What the exercise asks: Format as a numbered list, with blank lines dropped, the lines starting at the one that contains "Segment the tree" and running through the end of the items.

___ The input

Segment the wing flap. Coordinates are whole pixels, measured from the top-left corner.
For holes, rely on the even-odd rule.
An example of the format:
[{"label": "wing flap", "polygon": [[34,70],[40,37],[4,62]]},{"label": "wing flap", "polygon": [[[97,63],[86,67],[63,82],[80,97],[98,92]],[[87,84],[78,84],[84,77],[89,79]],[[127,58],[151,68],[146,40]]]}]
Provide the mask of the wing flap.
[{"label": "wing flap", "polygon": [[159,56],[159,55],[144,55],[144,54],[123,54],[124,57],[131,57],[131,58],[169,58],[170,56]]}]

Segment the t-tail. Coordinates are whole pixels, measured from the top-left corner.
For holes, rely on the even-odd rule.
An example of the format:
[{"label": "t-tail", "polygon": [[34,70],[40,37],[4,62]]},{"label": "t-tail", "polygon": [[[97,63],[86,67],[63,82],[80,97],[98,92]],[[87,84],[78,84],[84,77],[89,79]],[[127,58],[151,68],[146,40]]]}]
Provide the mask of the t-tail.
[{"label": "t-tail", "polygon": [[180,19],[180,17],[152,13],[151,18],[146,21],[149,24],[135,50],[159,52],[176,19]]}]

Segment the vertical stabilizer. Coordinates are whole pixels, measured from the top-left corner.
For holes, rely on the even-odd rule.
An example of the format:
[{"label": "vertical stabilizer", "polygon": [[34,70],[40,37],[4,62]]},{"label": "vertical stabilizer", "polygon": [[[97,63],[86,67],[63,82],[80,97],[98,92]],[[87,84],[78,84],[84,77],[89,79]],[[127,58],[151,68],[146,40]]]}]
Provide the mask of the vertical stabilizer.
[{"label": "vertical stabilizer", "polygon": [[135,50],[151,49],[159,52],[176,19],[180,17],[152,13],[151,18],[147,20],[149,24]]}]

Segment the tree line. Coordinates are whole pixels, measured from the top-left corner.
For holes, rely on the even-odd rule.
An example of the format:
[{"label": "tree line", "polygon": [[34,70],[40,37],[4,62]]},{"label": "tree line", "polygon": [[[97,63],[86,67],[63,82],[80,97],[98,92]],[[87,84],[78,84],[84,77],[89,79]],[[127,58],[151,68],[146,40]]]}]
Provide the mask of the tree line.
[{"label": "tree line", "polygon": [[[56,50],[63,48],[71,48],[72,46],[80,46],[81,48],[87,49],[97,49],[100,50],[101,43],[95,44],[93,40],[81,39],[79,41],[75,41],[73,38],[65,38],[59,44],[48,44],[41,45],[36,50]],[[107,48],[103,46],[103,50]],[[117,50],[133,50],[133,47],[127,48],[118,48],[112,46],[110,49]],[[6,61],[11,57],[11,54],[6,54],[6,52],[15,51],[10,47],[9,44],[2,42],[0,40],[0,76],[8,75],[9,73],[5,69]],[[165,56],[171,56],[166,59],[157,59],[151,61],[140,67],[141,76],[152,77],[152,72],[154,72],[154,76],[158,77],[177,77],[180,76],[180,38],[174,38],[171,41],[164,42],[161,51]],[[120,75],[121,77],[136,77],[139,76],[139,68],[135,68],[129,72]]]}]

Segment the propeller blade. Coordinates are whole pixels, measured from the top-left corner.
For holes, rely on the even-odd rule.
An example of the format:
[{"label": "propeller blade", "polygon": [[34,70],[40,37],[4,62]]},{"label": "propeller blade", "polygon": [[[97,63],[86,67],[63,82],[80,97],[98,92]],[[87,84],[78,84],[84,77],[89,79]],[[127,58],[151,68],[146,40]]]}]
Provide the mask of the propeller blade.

______

Result of the exercise:
1. Segment the tree line. Coordinates are whole pixels, measured from the top-left corner.
2. For holes, rely on the even-odd rule.
3. An example of the format:
4. [{"label": "tree line", "polygon": [[34,70],[40,37],[4,62]]},{"label": "tree line", "polygon": [[[97,63],[86,67],[63,82],[80,97],[98,92]],[[87,84],[78,84],[84,77],[89,79]],[[127,58],[151,68],[146,40]]]}]
5. Provide the mask of the tree line.
6. [{"label": "tree line", "polygon": [[[56,50],[63,48],[71,48],[72,46],[80,46],[81,48],[87,49],[97,49],[100,50],[101,43],[95,44],[93,40],[81,39],[79,41],[75,41],[73,38],[65,38],[59,44],[48,44],[41,45],[36,50]],[[107,48],[103,46],[103,50]],[[117,50],[133,50],[133,47],[127,48],[118,48],[112,46],[110,49]],[[6,61],[11,57],[11,54],[6,54],[6,52],[15,51],[10,47],[9,44],[2,42],[0,40],[0,76],[8,75],[9,73],[5,69]],[[165,56],[171,56],[166,59],[157,59],[151,61],[140,67],[141,76],[152,77],[152,72],[154,72],[154,76],[158,77],[177,77],[180,76],[180,38],[174,38],[171,41],[164,42],[161,51]],[[120,75],[121,77],[136,77],[139,76],[139,68],[135,68],[129,72]]]}]
7. Segment the propeller blade. Coordinates are whole pixels, measured from the top-left corner.
8. For holes, rely on the even-odd rule.
9. An example of the format:
10. [{"label": "propeller blade", "polygon": [[34,70],[40,37],[4,62]]},{"label": "propeller blade", "polygon": [[[97,63],[86,67],[63,82],[80,97],[98,92]],[[87,84],[78,84],[84,77],[89,79]],[[127,58],[151,68],[146,40]]]}]
11. Provide the mask of the propeller blade.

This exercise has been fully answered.